* **Text block**:
Saturday, March 15, 2008

Mass-Media Deception

"Without censorship, things can get terribly confused in the public mind."
— General William Westmoreland
United States Army


"In war, truth is the first casualty."
— Aeschylus
525-456 B.C.


"Any dictator would admire the uniformity and obedience of the [U.S.] media."
— Noam Chomsky
M.I.T. professor of linguistics
prolific author & U.S. foreign policy critic
co-author Manufacturing Consent


"The corporate grip on opinion in the United States is one of the wonders of the Western world. No First World country has ever managed to eliminate so entirely from its media all objectivity — much less dissent.
"Of course, it is possible for any citizen with time to spare, and a canny eye, to work out what is actually going on, but for the many there is not time, and the network news is the only news even though it may not be news at all but only a series of flashing fictions..."
— Gore Vidal
The Decline and Fall of the American Empire


"Nothing appears more surprising to those who consider human affairs with a philosophical eye than the easiness with which the many are governed by the few, and the implicit submission with which men resign their own sentiments and passions to those of their rulers.
"When we inquire by what means this wonder is effected, we shall find that, as force is always on the side of the governed, the governors have nothing to support them but opinion. It is, therefore, on opinion only that government is founded, and this maxim extends to the most despotic and most military governments as well as to the most free and most popular."
— David Hume
Of the First Principles of Government
1758
quoted in Gore Vidal's
The Decline and Fall of the American Empire


"The owners and managers of the press determine which person, which facts, which version of the facts, and which ideas shall reach the public."
Report by the Commission on Freedom of the Press
quoted in Democracy for the Few, by Michael Parenti
and Don't Blame the People, by Robert Cirino


"Anyone who challenges the prevailing orthodoxy finds himself silenced with surprising effectiveness."

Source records
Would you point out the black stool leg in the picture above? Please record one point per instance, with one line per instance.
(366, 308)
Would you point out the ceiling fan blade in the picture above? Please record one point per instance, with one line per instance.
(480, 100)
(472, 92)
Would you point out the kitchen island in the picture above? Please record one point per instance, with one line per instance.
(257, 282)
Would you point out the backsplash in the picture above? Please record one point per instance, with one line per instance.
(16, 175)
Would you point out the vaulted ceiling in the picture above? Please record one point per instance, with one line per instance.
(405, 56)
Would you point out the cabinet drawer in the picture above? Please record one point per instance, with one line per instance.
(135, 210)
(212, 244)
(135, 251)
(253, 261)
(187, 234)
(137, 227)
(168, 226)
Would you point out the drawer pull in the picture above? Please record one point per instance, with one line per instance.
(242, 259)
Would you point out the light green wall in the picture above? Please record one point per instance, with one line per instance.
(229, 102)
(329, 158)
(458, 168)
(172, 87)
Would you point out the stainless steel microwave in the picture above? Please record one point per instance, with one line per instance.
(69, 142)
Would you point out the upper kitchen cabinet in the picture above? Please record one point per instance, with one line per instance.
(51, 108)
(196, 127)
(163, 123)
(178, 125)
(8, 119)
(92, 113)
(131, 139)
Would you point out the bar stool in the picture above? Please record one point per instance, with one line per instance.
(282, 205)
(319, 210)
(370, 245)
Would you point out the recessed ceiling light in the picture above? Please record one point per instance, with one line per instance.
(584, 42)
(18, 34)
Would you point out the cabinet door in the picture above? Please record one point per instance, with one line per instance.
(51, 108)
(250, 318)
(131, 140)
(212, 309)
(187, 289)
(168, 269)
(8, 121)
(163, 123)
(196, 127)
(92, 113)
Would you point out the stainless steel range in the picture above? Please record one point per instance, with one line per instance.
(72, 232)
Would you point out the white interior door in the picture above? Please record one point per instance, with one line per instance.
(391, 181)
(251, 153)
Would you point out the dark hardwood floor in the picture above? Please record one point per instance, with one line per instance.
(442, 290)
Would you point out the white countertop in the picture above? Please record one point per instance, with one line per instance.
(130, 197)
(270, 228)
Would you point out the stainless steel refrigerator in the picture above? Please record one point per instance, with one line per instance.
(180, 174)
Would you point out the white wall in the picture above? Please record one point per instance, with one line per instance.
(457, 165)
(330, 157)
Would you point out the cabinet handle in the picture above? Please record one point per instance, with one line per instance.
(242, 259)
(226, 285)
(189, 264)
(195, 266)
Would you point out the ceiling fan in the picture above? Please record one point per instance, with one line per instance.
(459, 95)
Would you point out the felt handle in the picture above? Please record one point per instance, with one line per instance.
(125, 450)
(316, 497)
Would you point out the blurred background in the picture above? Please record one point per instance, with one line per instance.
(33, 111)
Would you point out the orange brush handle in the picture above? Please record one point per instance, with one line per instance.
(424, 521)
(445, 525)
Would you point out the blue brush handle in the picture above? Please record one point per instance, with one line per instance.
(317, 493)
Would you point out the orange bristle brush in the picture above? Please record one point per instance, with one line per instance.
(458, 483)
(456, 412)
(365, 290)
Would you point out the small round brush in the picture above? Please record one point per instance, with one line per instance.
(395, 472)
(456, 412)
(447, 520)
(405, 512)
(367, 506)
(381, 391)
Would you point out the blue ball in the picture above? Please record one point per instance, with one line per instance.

* **The tasks**:
(A) Write out the passage from the quotations on mass-media deception, starting with "Mass-Media Deception" and going on through "525-456 B.C.".
(B) Extend the collection of quotations on mass-media deception from the point where it stops.

* **Exercise results**:
(A)
Mass-Media Deception

"Without censorship, things can get terribly confused in the public mind."
— General William Westmoreland
United States Army


"In war, truth is the first casualty."
— Aeschylus
525-456 B.C.

(B)
— George Orwell
author of the book 1984


"When I was Times bureau chief in Washington, I was a member of the League of Gentlemen [i.e., the established elite]; otherwise I never would have been bureau chief. Time after time, good reporters ... complained about not being able to get stories in the paper. And time after time I said to them, 'You're just not going to get that in the New York Times... it's too reliant on your judgement rather than on official judgement, it's too complex, it contradicts the official record more flagrantly than the conventions of daily journalism allow.'"
— Tom Wicker
New York Times columnist
Guardian (London)
February 13, 1985
quoted in Democracy for the Few, by Michael Parenti
and "'League of Gentlemen' Rates Media," by Kevin Kelly


"Following the same course that virtually every other major industry has in the last two decades, a relentless series of mergers and corporate takeovers has consolidated control of the media into the hands of a few corporate behemoths.
"The result has been that an increasingly authoritarian agenda has been sold to the American people by a massive, multi-tentacled media machine that has become, for all intents and purposes, a propaganda organ of the state."
— David McGowan
from the introduction to Derailing Democracy


"Think of the press as a great keyboard on which the government can play."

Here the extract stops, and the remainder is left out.